--- RECORDS FOR THIS TASK Enclosed Below ---

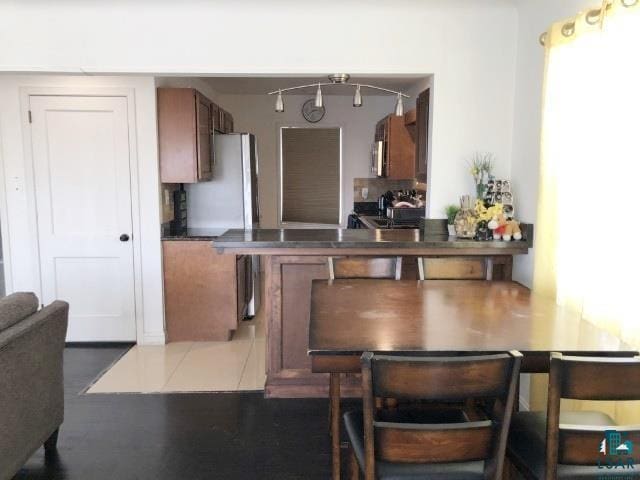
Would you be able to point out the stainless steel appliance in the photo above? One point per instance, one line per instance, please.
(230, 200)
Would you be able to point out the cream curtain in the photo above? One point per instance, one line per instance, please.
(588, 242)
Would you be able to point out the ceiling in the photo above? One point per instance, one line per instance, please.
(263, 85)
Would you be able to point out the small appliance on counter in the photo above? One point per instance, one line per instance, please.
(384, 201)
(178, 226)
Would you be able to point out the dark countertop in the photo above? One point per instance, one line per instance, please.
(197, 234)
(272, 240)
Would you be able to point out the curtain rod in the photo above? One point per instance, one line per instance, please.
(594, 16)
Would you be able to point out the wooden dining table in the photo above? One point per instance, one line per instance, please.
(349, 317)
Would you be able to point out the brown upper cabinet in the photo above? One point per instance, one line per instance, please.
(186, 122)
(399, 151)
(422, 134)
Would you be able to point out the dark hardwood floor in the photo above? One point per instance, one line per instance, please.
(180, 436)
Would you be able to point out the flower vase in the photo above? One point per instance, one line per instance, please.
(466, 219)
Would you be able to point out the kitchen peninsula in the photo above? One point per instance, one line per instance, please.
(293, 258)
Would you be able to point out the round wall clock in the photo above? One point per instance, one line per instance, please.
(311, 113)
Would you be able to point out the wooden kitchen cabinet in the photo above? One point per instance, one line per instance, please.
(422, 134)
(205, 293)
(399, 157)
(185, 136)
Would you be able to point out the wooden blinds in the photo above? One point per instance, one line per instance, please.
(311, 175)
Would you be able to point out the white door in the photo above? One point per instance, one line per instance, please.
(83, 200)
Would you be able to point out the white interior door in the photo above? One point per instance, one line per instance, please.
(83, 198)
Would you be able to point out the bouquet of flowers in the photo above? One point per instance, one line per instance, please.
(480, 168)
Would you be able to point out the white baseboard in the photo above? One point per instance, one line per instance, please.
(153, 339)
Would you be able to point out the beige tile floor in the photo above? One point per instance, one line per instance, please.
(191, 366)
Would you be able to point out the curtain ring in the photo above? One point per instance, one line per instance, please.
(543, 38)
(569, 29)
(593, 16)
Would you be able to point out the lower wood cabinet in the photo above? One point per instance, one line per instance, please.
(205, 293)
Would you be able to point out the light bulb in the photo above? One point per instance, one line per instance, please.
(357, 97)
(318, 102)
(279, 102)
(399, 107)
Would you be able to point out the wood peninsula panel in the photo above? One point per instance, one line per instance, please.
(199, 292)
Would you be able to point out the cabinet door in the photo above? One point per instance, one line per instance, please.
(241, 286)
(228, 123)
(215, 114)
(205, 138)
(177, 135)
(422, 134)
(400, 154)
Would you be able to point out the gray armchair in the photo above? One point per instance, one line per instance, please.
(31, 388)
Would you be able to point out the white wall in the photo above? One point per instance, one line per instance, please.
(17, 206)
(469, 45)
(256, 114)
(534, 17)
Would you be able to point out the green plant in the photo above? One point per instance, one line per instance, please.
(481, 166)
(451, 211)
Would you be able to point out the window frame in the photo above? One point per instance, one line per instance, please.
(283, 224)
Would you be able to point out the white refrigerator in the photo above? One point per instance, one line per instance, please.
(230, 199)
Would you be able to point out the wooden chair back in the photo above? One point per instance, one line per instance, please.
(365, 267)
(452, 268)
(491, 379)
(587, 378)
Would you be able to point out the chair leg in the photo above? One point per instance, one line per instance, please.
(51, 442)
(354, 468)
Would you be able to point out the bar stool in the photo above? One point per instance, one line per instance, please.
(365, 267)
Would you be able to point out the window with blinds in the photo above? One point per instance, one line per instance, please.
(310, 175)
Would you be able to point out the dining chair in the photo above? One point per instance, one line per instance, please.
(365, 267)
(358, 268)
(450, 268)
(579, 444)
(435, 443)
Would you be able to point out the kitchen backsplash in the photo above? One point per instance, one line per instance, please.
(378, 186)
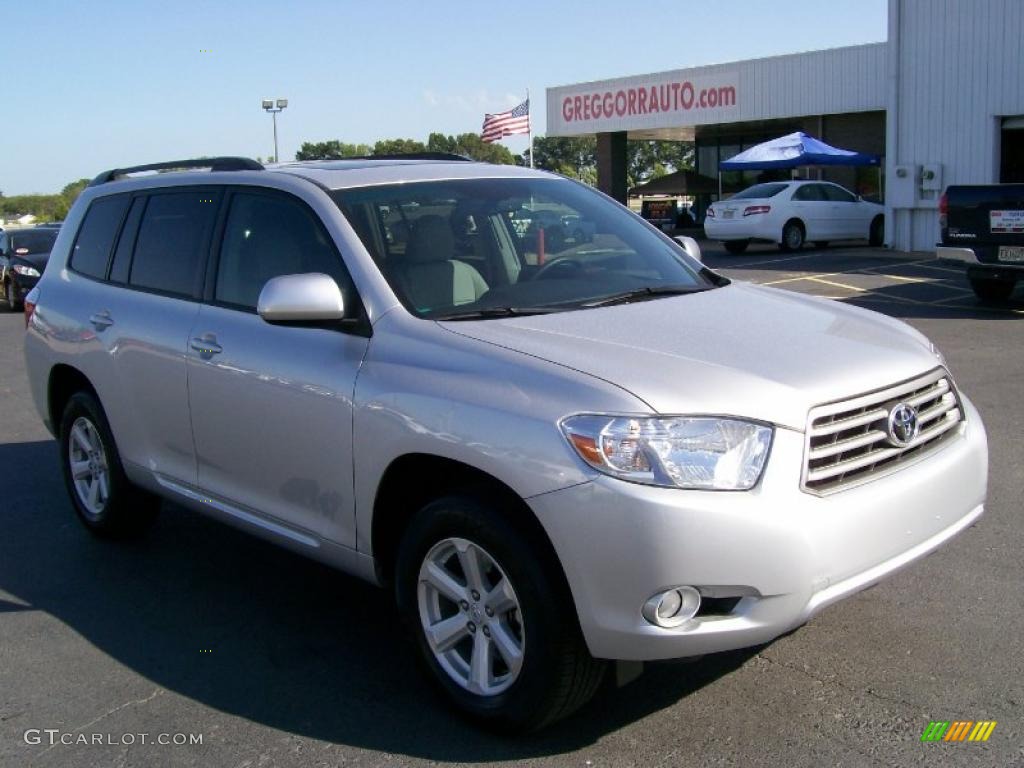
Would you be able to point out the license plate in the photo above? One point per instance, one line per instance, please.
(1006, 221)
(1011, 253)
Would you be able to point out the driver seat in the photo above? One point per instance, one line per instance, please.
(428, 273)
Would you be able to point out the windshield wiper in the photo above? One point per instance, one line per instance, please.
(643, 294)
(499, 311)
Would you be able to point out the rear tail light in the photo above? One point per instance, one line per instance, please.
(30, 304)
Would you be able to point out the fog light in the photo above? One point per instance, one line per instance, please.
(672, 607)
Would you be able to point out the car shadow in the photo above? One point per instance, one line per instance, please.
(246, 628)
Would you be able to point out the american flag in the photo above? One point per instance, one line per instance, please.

--- End of Enclosed RECORDS FOR THIS TASK ---

WHAT TO PRODUCE
Reproduce each entry exactly, without the pictures.

OUTPUT OF THE EXERCISE
Would you be able to point out the stainless steel appliance in the photo above? One point per instance, one line per instance, please.
(230, 200)
Would you be able to point out the cream curtain in the photo above? One point per instance, one line per instance, please.
(588, 242)
Would you be able to point out the ceiling in the photo above? One point per instance, one line per instance, please.
(263, 85)
Would you be able to point out the small appliance on counter in the photo above? One point per instance, one line per instance, please.
(384, 201)
(178, 226)
Would you be able to point out the dark countertop in the photo above? One point per instance, one line per instance, please.
(197, 234)
(272, 240)
Would you be able to point out the curtain rod in the photo above? One point per instance, one line per instance, please.
(594, 16)
Would you be able to point out the wooden dining table in the photo above? One point per instance, one line per instance, please.
(349, 317)
Would you be able to point out the brown upper cabinet in the photo above? One point per instance, one line per instance, please.
(186, 122)
(399, 151)
(422, 134)
Would you be able to point out the dark hardwood floor in the photo above? One point per instance, one line per instance, please.
(180, 436)
Would you be able to point out the flower vase in the photo above? One point per instance, one line per instance, please.
(466, 219)
Would you be able to point out the kitchen peninsula in the photo above? One point per instance, one line per instance, please.
(293, 258)
Would you be able to point out the round wall clock in the photo above? One point per instance, one line per instance, please.
(311, 113)
Would you be able to point out the wooden kitchen cabinet in the photo above? One point per instance, one line per instance, please.
(422, 134)
(205, 293)
(399, 157)
(185, 136)
Would you be able to point out the wooden blinds in the photo above? One point per instance, one line per instance, please.
(311, 175)
Would you be able to point out the white door in the photo above? One point per instance, one line per instance, please.
(83, 200)
Would you be able to point out the white interior door in the photo above? One point per instance, one line per instance, please.
(83, 198)
Would you be able to point out the bouquet of flowers in the photo above? One point per instance, one line per instance, please.
(480, 168)
Would you be able to point out the white baseboard in the photo above? One point per instance, one line per instance, please.
(153, 339)
Would you be able to point out the beige tile floor in the photo above? One point per instance, one line per instance, please.
(191, 366)
Would you be able to point out the curtain ring in the photo above? One point per instance, one line per instance, please.
(543, 38)
(569, 29)
(593, 16)
Would you be able to point out the lower wood cabinet in the photo above? One point per instance, one line per instance, please.
(205, 293)
Would you be able to point out the light bulb in the photo above? One point per instance, one line per instance, please.
(357, 97)
(318, 102)
(279, 102)
(399, 107)
Would you be able to point out the wood peninsula panel in the photo above? One point per instance, one line per instance, please.
(199, 292)
Would you be able to point out the cabinet door in the photo above? One point per instance, one line per instance, please.
(241, 286)
(228, 123)
(215, 114)
(205, 138)
(177, 135)
(422, 134)
(400, 154)
Would you be able to point out the gray armchair in the photo above? One point per instance, one line per instance, please.
(31, 388)
Would you be able to point out the white wall in the photo above? One point per instance, one line per instance, please.
(17, 206)
(469, 45)
(256, 114)
(534, 17)
Would you be able to point out the green plant in the photo above? One point per instance, one line per instance, please.
(481, 166)
(451, 211)
Would you be able to point out the window frame in the photo above? One point per instance, one line per instance, please.
(283, 224)
Would you be able to point out the white refrigerator in the photo above? One point per instance, one line per instance, please.
(230, 199)
Would you be able to point out the wooden chair back in the photo above? One point per instance, one line per instance, please.
(365, 267)
(452, 268)
(491, 379)
(587, 378)
Would you be able to point out the chair leg in the photo above? One point per instance, one line per instance, please.
(51, 442)
(354, 468)
Would you be able to point out the bar stool in the photo above? One point per instance, one line per instance, please.
(365, 267)
Would you be able to point out the window with blinds in the photo above? One point per instance, one line per instance, please.
(310, 175)
Would you be able to point out the dining chair in the photo above? One point per instance, one line per instance, please.
(365, 267)
(358, 268)
(450, 268)
(579, 444)
(435, 443)
Would you be able to point out the kitchen backsplash in the photo above? One point per instance, one line per instance, please.
(378, 186)
Would you be able to point out the license plate in the photo above? One point per instance, one line per instance, please.
(1006, 221)
(1011, 253)
Would you be able to point out the driver seat in the photo above? One point per instance, one line per instance, please.
(428, 273)
Would you be able to point out the windshield wiper in the photo above? One point per instance, one line per instance, please.
(643, 294)
(499, 311)
Would you be able to point out the rear tail light in the photo above? One point per instance, one line per instance, please.
(30, 304)
Would you be able to point out the fog light in the photo above? One point per instance, one line per instance, please.
(672, 607)
Would you be able to point out the car shadow in the photo above? One point per instance, one line per instance, please.
(246, 628)
Would you be able to point out the american flag in the photo above? One point per instance, one line per instance, please.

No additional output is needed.